Labeled shape records
>>>
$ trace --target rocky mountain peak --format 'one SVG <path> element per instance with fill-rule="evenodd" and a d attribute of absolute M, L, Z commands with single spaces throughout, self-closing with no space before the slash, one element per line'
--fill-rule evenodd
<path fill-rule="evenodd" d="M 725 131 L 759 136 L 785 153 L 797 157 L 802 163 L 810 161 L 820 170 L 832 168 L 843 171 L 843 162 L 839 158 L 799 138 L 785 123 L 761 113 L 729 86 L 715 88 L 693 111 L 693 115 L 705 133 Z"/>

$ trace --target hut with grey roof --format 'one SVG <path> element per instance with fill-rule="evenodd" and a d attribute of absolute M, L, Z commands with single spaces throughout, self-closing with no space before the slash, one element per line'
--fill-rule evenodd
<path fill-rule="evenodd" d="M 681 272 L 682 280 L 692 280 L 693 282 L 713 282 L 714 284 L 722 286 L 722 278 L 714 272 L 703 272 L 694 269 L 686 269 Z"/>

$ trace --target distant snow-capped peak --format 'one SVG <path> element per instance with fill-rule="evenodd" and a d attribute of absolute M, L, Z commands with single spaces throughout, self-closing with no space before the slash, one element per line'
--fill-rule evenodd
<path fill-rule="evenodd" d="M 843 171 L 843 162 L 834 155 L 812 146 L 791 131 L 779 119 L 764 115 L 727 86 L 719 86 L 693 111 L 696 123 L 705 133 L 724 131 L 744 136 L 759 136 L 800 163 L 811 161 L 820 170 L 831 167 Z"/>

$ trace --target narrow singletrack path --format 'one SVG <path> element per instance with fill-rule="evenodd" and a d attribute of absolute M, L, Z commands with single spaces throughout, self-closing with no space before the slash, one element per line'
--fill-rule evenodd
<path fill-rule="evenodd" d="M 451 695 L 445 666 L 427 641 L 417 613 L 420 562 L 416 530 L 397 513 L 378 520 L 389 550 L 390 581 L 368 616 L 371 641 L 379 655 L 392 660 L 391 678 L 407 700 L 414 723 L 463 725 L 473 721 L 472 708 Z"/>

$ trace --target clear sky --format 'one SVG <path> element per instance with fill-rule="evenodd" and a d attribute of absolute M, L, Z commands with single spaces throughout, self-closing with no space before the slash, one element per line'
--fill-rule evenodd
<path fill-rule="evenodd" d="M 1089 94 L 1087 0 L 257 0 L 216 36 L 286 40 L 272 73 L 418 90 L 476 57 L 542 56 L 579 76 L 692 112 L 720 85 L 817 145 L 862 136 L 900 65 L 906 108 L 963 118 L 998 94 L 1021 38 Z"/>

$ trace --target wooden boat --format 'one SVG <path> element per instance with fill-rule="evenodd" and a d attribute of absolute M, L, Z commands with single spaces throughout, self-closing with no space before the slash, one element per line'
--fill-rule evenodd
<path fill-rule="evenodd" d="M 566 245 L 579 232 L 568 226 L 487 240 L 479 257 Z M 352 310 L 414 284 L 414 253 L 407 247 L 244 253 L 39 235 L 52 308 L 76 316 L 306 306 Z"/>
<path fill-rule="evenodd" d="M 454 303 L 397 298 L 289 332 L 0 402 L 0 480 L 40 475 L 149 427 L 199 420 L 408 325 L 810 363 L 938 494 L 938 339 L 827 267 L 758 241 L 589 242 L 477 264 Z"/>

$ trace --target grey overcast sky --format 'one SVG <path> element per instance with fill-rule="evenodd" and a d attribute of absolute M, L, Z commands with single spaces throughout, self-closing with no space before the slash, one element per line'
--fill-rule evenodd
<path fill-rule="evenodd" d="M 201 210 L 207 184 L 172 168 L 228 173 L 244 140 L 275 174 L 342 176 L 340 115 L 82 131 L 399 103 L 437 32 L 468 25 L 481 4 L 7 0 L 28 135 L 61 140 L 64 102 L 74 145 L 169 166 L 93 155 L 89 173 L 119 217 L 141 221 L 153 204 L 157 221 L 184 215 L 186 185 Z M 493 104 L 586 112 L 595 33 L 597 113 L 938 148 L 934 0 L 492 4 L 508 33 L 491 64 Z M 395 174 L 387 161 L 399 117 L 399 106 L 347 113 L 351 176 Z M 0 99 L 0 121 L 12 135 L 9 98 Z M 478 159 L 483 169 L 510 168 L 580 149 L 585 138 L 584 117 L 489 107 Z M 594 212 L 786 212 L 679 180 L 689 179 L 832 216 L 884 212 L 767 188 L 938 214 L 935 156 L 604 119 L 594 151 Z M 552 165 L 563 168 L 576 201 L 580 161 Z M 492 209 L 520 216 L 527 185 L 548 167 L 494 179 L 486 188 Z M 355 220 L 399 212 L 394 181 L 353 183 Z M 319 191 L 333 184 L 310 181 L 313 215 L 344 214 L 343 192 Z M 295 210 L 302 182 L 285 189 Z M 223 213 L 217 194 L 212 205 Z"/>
<<<
• Instructions to follow:
Copy out the lines of the records, unchanged, beginning with the line that contains "trace --target clear" and continuing through the line that contains "1089 94 L 1087".

• Solution below:
$ trace --target clear sky --format 'one SVG <path> element per instance with fill-rule="evenodd" and a d attribute of absolute M, L, Z commands with single spaces throughout, self-closing with no space before the slash, one element per line'
--fill-rule evenodd
<path fill-rule="evenodd" d="M 1089 94 L 1087 0 L 257 0 L 216 36 L 286 40 L 272 73 L 418 90 L 476 57 L 542 56 L 579 76 L 692 112 L 720 85 L 817 145 L 862 136 L 900 65 L 906 108 L 963 118 L 998 94 L 1021 38 Z"/>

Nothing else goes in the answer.